-- start of Data lines --

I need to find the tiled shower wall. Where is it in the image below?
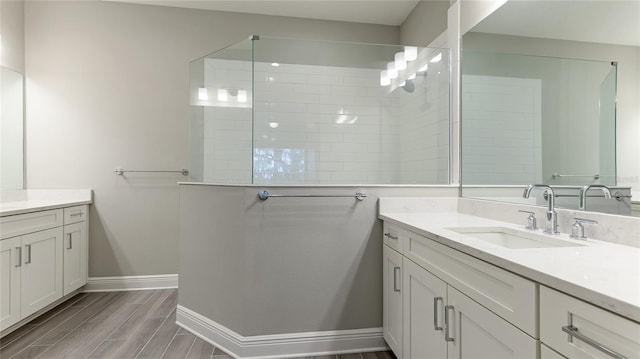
[203,59,449,184]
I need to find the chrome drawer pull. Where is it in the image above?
[16,247,22,268]
[24,244,31,264]
[562,325,627,359]
[393,267,400,292]
[384,232,398,241]
[433,297,444,330]
[444,305,455,342]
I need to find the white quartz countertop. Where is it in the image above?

-- end of Data lines --

Requirements | Can you recast every line of the items above as a numbered list, leaving out blank lines and the pictures?

Exercise answer |
1. I need to find the tiled shower wall. Where is it in the image below?
2. [203,59,449,184]
3. I need to find the chrome drawer pull. Where is it in the image above?
4. [16,247,22,268]
5. [24,244,31,264]
6. [562,325,627,359]
7. [393,267,400,292]
8. [384,232,398,241]
9. [433,297,444,330]
10. [444,305,455,342]
11. I need to find the white quartz countertop. Where is it in the image above?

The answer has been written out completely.